**Excerpted data:**

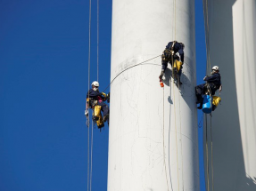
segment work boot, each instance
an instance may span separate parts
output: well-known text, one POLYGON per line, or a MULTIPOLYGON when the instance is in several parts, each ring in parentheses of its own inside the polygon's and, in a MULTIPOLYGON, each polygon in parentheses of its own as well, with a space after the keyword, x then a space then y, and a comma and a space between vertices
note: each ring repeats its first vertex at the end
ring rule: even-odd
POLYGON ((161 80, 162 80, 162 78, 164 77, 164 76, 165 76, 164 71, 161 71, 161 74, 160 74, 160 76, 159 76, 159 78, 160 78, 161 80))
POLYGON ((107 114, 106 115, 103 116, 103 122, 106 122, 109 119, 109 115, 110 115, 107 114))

**Task:** Pull out every line of the listing above that contains the word "separate", with case counting.

**Exercise response:**
an instance may span separate parts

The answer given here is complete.